Exercise description :: Write out, character for character, the line containing "[pin] shoulder insignia" and all lines after it up to the end of the listing.

Records for this task ::

********

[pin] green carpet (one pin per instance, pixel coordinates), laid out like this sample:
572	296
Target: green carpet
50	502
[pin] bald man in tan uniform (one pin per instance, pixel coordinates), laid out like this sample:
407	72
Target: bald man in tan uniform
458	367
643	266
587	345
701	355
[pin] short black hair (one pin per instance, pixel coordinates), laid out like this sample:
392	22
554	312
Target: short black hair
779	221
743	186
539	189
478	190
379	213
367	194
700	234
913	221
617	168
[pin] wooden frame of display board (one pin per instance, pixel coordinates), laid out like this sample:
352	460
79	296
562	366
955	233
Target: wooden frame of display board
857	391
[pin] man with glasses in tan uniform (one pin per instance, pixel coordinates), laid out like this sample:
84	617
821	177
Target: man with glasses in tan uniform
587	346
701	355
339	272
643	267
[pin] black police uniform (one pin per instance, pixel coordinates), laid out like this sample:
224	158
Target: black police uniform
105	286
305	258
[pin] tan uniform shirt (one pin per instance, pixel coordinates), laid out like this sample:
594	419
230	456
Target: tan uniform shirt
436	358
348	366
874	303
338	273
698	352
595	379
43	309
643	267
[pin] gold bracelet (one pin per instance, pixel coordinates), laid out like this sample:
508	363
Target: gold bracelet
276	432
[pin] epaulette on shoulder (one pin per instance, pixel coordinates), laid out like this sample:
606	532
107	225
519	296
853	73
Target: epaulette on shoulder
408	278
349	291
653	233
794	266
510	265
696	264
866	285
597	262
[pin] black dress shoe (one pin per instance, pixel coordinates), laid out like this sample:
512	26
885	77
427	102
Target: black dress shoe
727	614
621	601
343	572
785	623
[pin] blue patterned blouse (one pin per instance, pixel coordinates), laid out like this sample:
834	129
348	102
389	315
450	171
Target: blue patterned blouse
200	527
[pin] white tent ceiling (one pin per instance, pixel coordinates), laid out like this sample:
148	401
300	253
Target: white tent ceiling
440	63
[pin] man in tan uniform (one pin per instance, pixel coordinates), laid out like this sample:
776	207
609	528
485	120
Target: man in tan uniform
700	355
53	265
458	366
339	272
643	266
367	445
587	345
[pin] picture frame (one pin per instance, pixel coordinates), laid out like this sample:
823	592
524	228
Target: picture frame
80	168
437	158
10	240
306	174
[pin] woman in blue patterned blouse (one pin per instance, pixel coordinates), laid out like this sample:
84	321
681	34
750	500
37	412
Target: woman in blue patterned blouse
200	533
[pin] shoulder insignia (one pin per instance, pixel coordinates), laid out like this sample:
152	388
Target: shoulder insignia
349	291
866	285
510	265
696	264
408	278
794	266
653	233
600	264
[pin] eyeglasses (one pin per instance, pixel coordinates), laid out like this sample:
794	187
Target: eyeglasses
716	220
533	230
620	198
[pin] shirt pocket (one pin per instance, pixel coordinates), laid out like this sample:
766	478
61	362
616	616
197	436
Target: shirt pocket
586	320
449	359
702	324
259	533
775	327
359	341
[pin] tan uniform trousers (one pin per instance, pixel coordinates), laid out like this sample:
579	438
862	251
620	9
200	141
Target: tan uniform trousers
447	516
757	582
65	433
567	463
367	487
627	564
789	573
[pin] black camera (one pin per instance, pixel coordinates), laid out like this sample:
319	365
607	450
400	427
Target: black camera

********

Written reply ::
[pin] shoulder insignia (one pin per instance, pixel coordinates), laid out like this sample:
152	388
Target: shoulder insignia
349	291
866	285
510	265
696	264
408	278
794	266
653	233
600	264
[pin] eyeglasses (one pin per instance, pixel coordinates), laid out like this sample:
794	187
Target: eyeglasses
716	220
533	230
620	198
[pin] shirt pocket (one pin per instance, pixel coordinates), laid out like this sample:
766	478
61	362
616	616
197	436
Target: shirt pocket
586	320
449	359
702	324
259	533
775	327
359	341
[pin] tan uniform trousers (one pin per instance, pixel coordinates), laid out like this sample:
579	438
862	251
620	9
200	141
Target: tan uniform trousers
447	516
757	582
65	433
567	463
367	487
627	564
789	573
[pin] black camera (one pin per instance, pixel coordinates), laid out like this sample:
319	365
607	450
400	427
Target: black camera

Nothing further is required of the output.